### Written task
Reproduce the material below word for word, leaving out the pictures.

### Material provided
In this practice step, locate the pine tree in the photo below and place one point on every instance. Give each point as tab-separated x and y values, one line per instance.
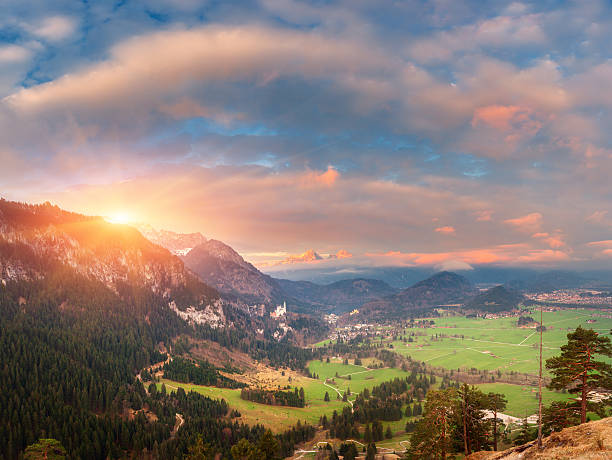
433	434
371	452
367	435
526	434
496	403
578	371
268	445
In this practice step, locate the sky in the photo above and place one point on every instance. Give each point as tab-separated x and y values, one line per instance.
442	133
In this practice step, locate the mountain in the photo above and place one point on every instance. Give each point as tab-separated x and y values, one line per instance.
590	440
219	265
38	240
342	295
439	289
549	281
177	243
496	299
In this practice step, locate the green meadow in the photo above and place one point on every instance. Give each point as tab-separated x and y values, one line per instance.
495	344
485	344
279	418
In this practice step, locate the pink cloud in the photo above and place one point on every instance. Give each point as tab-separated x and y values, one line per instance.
555	241
602	244
447	230
343	254
484	216
527	223
518	253
597	216
327	178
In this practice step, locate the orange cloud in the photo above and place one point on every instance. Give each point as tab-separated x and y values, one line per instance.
504	253
527	223
343	254
597	216
555	241
327	178
484	216
603	244
497	116
447	230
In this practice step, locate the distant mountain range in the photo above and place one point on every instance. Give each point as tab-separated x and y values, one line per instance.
38	241
343	295
440	289
219	265
496	299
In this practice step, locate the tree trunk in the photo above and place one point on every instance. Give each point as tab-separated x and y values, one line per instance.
495	430
443	452
540	381
584	400
465	443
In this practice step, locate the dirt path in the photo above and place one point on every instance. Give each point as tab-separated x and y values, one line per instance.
179	423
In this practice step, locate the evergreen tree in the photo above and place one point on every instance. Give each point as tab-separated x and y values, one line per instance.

### Response
In this practice step, locate the pine tree in the photo below and place one point on every instance. Give each point as tab-separated x and y values, one line per instance.
433	434
371	452
367	435
526	434
496	403
578	371
268	445
In this practice step, locate the sky in the photo above and place one point on every instance. Give each point as tab-separated x and y values, one line per instance.
442	133
In this practice step, locate the mountain in the photo above and place one point on every instance. Give each point as tab-separated x and y values, one line per instance.
590	440
219	265
38	240
342	295
439	289
549	281
177	243
496	299
In this practice step, locate the green meadow in the photo above and place one point on every instance. Give each point as tab-separated x and y values, one line per instance.
495	344
485	344
279	418
In this practice step, locate the pink cloud in the photo above and place one point on every instance. Give each point as tab-separated x and y values, one line per instance.
555	241
602	244
447	230
343	254
484	216
527	223
518	253
597	216
327	178
In this practice step, locate the orange cloud in the photo above and place one point on every instance. Give each point as tab-separated x and y values, one line per instance.
504	253
527	223
343	254
597	216
555	241
327	178
484	216
603	244
497	116
447	230
In this practice step, locate the distant mountain range in the photo above and place one point on every instance. Give each point as tab-separated x and y values, one line per instance.
38	241
343	295
440	289
219	265
496	299
In this practice step, locate the tree trunk in the photo above and place one point on every instance. Give each point as tab-separated x and y values, one line per instance.
495	430
443	452
540	381
584	400
465	443
In this practice step, locate the dirt path in the photo above and place one point on every instance. Give each point as tab-separated x and y values, one line per instance.
179	423
In this practice step, locate the evergreen tree in the photo above and place one point on every instance. Give each point as tab-separated x and y values, one line per instance.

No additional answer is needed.